**TASK STATEMENT**
Convert the items below into a JSON list of strings with one string per line, leaving out any blank lines.

**RECORD EXTRACTS**
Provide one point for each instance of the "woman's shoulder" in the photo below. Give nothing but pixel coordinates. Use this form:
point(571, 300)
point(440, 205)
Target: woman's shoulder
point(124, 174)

**WRITTEN RESPONSE**
[
  "Provide one point for each instance of the \"woman's shoulder\" in the photo below. Give nothing but pixel coordinates. Use this form:",
  "point(571, 300)",
  "point(440, 205)",
  "Target: woman's shoulder",
  "point(124, 174)"
]